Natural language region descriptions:
== Segment start ==
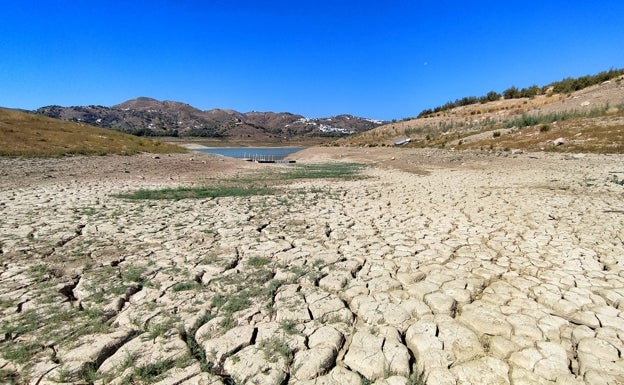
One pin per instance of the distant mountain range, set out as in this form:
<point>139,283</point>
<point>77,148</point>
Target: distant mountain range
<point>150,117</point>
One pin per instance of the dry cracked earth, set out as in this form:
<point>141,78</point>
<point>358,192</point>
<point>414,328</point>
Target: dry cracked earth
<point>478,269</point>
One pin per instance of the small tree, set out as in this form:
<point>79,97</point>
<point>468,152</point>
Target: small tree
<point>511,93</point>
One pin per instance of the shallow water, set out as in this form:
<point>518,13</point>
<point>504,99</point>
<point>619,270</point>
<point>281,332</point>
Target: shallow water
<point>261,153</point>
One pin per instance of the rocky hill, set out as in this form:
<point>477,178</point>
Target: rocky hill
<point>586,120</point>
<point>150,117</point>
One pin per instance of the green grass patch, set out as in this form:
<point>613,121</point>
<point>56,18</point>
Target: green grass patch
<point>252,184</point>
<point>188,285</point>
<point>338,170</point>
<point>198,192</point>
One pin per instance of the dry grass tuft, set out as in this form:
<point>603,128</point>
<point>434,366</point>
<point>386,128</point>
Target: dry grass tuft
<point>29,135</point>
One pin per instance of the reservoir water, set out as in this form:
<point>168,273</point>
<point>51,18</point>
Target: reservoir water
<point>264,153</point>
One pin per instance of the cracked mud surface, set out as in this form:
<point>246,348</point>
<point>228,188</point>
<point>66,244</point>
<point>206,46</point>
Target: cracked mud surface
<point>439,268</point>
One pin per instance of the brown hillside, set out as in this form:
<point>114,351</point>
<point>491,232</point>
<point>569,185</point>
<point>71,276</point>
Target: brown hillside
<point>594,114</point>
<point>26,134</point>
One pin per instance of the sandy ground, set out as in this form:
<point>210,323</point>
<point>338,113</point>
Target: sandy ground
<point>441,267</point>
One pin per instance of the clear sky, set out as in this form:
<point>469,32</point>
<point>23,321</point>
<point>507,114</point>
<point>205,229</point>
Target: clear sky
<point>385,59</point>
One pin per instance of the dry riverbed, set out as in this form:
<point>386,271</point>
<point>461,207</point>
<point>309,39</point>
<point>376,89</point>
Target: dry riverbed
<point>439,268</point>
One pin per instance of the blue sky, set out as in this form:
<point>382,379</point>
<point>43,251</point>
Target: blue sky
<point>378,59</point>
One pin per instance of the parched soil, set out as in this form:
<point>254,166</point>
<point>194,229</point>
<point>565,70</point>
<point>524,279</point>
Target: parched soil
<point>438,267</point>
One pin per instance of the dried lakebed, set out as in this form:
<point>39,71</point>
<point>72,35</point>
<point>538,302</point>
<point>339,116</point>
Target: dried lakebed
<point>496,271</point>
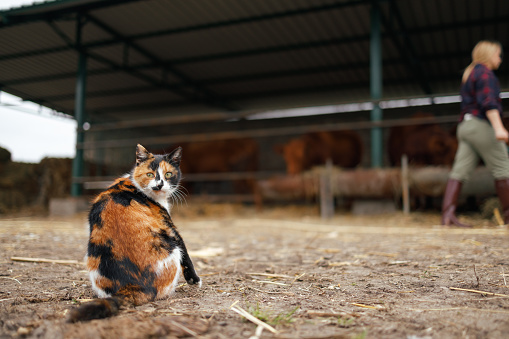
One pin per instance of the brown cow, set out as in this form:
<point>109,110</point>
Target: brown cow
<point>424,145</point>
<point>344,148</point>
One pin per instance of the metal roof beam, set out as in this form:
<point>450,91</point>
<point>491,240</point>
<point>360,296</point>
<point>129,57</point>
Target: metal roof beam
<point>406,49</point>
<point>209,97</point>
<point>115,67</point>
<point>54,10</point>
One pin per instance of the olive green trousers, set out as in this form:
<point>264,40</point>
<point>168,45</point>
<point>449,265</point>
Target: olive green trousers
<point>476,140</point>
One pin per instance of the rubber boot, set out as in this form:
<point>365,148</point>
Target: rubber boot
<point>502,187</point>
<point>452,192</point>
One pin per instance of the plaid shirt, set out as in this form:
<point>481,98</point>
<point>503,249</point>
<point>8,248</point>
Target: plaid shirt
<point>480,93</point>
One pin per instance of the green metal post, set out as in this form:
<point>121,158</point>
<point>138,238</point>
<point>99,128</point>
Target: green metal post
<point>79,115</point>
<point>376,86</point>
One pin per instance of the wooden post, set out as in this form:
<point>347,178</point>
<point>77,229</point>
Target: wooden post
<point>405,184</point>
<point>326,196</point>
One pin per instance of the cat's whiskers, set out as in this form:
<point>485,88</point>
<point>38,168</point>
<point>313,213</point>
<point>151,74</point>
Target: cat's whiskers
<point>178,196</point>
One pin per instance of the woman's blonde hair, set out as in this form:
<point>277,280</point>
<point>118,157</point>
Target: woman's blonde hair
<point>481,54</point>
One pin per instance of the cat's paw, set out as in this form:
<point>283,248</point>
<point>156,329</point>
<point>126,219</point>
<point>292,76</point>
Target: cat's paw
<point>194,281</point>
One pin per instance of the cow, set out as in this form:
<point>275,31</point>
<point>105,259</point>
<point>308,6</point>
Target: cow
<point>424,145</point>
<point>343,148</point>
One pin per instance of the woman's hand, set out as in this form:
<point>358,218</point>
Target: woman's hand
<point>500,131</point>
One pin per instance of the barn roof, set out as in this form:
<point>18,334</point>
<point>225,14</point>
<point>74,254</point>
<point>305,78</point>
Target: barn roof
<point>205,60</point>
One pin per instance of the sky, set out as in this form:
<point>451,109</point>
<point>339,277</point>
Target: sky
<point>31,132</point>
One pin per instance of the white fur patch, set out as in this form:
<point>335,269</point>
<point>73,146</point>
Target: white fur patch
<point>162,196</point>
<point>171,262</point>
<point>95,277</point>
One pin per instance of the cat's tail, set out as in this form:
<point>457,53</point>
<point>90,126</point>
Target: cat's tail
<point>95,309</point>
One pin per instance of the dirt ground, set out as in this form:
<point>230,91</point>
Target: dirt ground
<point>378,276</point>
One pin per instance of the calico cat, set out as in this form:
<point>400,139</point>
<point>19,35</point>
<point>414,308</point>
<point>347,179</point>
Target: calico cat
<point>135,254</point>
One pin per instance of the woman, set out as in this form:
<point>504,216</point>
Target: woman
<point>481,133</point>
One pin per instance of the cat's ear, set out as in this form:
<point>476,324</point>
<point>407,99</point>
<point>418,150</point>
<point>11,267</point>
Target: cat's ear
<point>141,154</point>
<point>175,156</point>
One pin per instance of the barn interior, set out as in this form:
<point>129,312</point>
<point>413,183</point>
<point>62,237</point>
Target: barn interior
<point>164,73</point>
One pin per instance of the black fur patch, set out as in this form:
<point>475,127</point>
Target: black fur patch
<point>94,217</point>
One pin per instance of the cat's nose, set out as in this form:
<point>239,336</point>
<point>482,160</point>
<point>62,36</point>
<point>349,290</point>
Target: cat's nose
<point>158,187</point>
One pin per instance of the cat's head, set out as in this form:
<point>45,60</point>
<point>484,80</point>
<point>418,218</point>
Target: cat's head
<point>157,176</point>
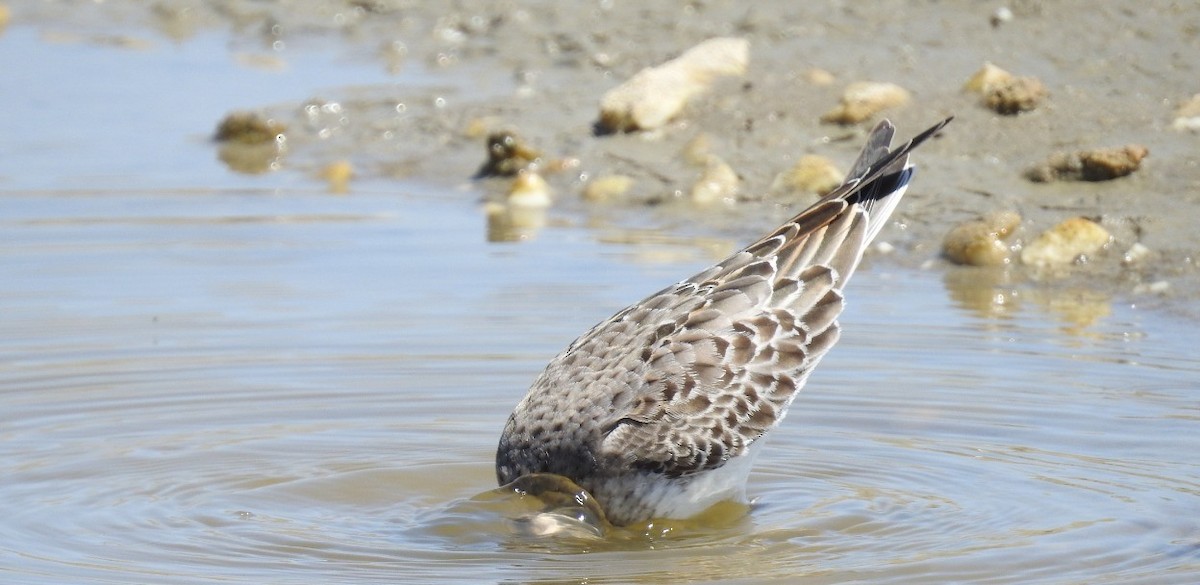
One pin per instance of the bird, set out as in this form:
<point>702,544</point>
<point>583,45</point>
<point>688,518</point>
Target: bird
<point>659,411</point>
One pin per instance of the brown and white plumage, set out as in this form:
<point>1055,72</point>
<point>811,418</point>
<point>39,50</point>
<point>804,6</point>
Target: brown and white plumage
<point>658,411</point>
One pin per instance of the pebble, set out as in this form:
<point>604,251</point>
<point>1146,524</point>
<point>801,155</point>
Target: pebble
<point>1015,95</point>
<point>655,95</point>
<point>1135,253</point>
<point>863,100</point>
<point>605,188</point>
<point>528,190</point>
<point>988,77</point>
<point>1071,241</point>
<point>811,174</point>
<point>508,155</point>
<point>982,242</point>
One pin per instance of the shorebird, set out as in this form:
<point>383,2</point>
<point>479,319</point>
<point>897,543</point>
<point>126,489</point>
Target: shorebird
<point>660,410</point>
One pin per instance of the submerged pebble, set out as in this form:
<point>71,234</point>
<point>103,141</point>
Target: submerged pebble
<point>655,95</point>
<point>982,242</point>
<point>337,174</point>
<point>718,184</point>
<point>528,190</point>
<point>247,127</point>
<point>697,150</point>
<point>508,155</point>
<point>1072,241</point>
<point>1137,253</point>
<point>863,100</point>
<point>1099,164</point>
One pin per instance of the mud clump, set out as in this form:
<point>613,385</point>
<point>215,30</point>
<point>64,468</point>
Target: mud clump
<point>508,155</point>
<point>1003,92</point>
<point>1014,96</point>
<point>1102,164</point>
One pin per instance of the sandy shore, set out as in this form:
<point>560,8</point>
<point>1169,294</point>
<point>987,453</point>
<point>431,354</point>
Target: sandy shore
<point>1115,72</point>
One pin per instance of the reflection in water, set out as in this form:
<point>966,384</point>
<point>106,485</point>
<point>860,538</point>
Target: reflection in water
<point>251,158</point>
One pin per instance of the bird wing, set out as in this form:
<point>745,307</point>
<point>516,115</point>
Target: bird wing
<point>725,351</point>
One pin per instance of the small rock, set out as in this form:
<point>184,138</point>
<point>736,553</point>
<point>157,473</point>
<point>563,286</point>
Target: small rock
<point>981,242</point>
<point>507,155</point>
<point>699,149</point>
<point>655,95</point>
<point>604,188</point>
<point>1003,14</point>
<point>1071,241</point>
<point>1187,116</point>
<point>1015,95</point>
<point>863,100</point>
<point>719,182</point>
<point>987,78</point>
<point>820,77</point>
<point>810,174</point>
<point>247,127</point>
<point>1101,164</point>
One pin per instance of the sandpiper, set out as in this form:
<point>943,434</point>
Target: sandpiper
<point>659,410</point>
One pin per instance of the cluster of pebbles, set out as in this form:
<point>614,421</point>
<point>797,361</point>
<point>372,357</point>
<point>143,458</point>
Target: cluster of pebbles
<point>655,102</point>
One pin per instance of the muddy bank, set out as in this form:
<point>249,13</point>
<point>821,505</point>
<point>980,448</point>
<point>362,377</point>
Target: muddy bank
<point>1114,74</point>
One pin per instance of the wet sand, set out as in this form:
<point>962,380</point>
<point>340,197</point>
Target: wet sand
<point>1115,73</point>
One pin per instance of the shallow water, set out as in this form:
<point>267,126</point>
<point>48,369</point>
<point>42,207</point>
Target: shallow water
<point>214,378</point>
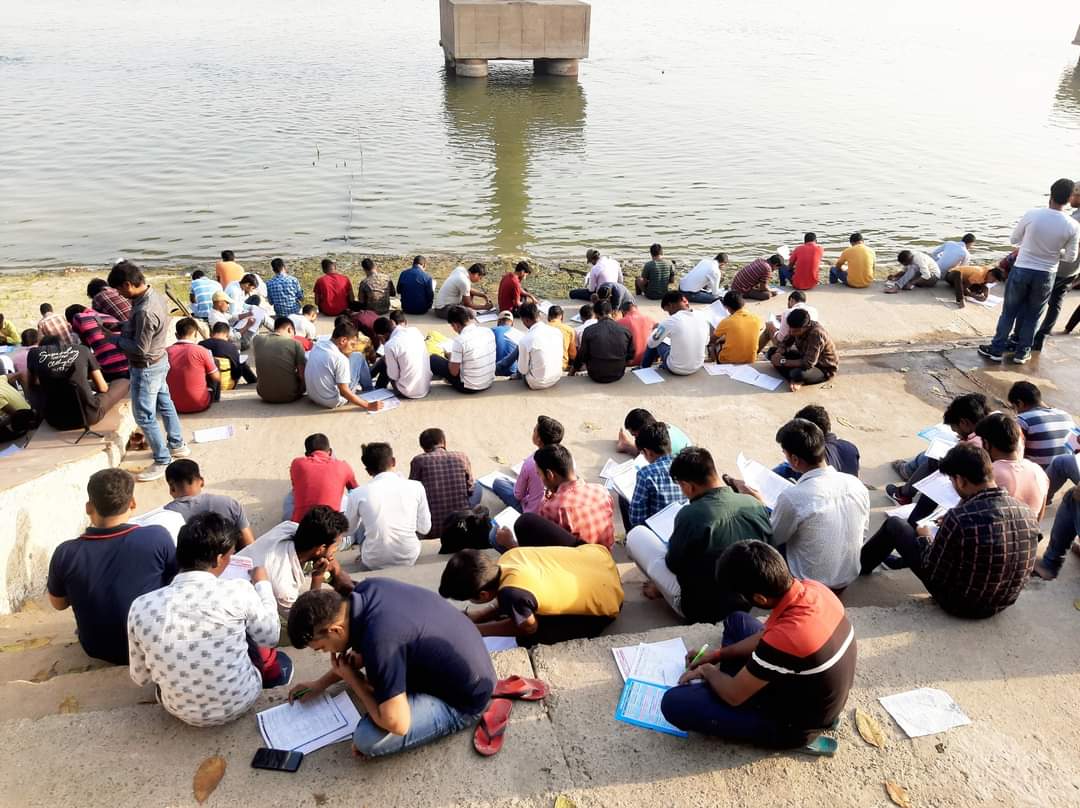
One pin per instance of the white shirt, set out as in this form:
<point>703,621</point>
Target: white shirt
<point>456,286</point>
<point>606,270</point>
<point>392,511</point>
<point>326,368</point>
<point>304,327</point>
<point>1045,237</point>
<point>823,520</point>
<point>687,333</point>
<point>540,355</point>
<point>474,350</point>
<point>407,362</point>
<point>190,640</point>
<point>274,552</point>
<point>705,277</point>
== Segment end ==
* [EXERCISE] Look through the entries above and quote exactly the lines from the line with "<point>821,505</point>" to the line with "<point>340,197</point>", counting both of those lines.

* [ANSWER FOR THIS EXERCISE]
<point>821,505</point>
<point>980,448</point>
<point>362,377</point>
Target: muddy bank
<point>1114,74</point>
One pin per instance of the wet sand, set out as in this form:
<point>962,380</point>
<point>340,197</point>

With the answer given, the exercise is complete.